======== GIVEN RECORDS ========

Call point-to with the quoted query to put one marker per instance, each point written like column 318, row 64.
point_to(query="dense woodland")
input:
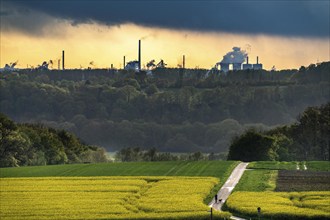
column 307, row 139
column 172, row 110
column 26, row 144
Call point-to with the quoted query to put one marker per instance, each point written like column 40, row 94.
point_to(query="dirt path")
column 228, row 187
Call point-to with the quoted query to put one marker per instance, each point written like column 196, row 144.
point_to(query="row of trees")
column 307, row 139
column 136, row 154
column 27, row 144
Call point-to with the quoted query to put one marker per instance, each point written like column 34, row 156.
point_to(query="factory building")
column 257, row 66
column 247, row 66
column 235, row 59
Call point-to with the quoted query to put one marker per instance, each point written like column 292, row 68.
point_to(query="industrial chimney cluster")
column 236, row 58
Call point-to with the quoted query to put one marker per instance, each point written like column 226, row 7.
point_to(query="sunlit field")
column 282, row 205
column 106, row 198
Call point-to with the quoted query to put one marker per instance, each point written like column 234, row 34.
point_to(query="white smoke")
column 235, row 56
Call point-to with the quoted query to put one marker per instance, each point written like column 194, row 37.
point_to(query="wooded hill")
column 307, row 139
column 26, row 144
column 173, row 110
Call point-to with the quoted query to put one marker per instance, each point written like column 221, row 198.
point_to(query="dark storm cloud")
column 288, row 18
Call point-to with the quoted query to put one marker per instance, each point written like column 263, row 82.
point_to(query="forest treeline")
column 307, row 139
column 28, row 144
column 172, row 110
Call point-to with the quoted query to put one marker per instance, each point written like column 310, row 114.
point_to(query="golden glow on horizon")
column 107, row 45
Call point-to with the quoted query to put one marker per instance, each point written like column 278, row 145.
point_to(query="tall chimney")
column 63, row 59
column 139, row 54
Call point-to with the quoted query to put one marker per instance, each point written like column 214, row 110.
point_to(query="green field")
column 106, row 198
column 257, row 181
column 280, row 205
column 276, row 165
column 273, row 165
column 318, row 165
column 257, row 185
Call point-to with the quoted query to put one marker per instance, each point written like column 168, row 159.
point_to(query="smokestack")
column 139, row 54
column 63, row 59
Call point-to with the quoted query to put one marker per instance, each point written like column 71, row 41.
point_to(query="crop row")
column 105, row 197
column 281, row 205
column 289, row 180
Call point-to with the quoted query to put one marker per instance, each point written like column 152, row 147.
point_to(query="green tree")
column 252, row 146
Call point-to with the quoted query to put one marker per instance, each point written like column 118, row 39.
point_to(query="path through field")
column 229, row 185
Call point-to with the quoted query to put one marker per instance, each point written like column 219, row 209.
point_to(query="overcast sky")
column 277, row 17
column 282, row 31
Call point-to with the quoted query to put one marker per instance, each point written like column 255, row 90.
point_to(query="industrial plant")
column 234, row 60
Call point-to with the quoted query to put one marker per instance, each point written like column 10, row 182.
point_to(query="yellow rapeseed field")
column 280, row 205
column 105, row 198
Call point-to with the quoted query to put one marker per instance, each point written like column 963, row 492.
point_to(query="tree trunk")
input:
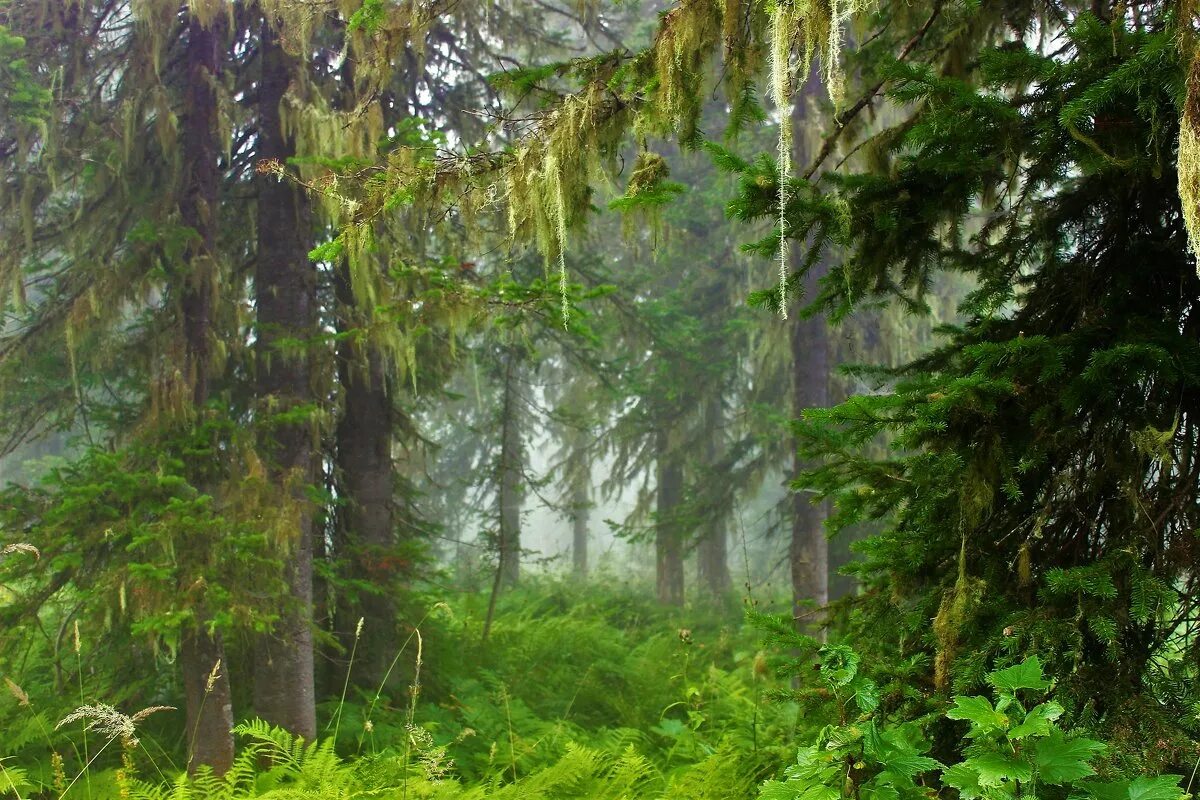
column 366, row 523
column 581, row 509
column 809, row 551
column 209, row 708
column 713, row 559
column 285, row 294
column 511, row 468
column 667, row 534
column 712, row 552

========

#### AIM OF THE TASK:
Substitute "dot" for "marker" in the listing from the line containing "963, row 492." through the end of the listing, both included, and leave everything else unchanged. Give back only those lines, without the pictures.

#### ANSWER FOR THIS EXERCISE:
Call point-to with the quoted query to put one dot per instance, each point written like column 963, row 492.
point_to(query="tree trunk")
input:
column 366, row 523
column 581, row 509
column 809, row 551
column 209, row 708
column 713, row 559
column 285, row 294
column 511, row 468
column 667, row 534
column 712, row 552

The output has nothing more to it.